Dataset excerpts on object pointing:
_ _ _ _ _ _ _

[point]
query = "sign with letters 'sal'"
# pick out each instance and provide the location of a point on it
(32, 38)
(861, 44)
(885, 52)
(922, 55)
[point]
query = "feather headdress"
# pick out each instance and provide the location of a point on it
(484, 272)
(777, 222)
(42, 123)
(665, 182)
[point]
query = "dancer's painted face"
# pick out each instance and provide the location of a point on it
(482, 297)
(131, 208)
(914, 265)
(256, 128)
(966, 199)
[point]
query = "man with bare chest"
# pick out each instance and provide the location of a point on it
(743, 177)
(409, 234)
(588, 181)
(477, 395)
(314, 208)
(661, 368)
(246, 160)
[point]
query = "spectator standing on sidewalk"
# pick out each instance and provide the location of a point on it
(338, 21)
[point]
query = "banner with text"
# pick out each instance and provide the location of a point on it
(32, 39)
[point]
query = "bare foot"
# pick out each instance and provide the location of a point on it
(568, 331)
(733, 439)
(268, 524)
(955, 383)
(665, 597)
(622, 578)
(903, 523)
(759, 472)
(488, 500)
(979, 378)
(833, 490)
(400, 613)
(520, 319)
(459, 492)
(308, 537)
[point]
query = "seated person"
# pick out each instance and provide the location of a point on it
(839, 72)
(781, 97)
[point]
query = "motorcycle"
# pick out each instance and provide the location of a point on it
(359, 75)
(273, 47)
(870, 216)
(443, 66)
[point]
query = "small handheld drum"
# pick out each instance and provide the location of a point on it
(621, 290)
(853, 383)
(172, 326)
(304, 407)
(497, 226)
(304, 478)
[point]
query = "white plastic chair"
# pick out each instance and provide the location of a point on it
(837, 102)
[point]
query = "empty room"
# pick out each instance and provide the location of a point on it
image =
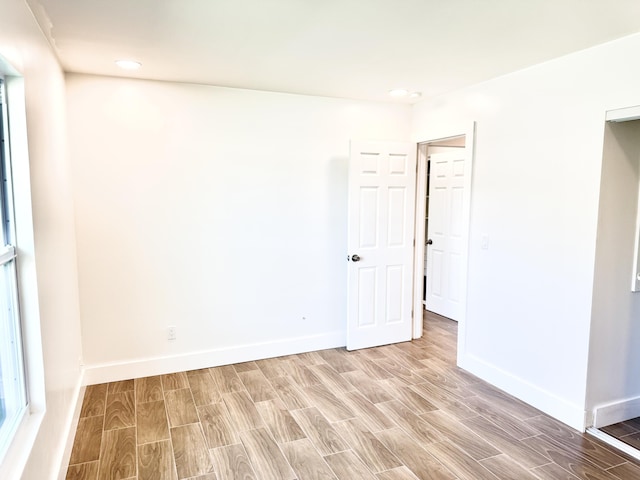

_ _ _ _ _ _ _

_Your task_.
State how many of the lines above contain the string "query", matching case exactly. Reply with the number alone.

_Problem solution_.
12